Selected passage:
Sometimes I think I must have been part hummingbird growing up. Like those tiny birds, I loved to sip the nectar from the cape honeysuckle plants that I came across in Southern California. I didn't have their long tongues, though, and I plucked many a flower from the poor shrubs. The blossoms are abundant, though, so my destructive habit didn't compromise their beauty too much.
You, however, do not need to have avian qualities to appreciate the cape honeysuckle.
The trumpet-shaped flowers come in a blazing orange color that is sure to brighten up your tropical garden. It is used as either a shrub or liana.
This plant is classified as Tecomaria capensis and belongs to the Bignoniaceae family. Other members include the desert willow, northern and southern catalpa, and jacaranda. Synonyms include Tecoma capensis and Bignonia capensis.
The name cape honeysuckle came about because the native region for this shrub is in South Africa by the Cape of Good Hope. It is a bit misleading as this is not a true honeysuckle. Real honeysuckles belong to the Caprifoliaceae family and are found in the Lonicera genus.
Preferred USDA Hardiness Zones:
For optimal results, this should be planted in USDA zones 9-11. It can possibly survive in zone 8 with some protection.
Size & Shape:
The shape depends entirely on how you let it grow, as it can either be a shrub or vine.
As a shrub, it can be anywhere from 3-10' tall, depending on how consistently you prune it. In vine form it will travel a lot farther, reaching lengths of 25-30' or more.
Some light shade is acceptable, but this tropical plant does prefer full sun.

The task:
Answer these questions from the cape honeysuckle text above:
(a) To which plant family does the cape honeysuckle belong?
(b) For the best results, which USDA zones should it be planted in?
(c) What lengths can it reach when grown as a vine?

[Stored entries]

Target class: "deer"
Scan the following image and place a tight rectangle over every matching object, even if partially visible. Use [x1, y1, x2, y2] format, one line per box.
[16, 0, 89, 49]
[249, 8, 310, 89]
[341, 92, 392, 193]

Solution below:
(a) The Bignoniaceae family.
(b) USDA zones 9-11.
(c) 25-30' or more.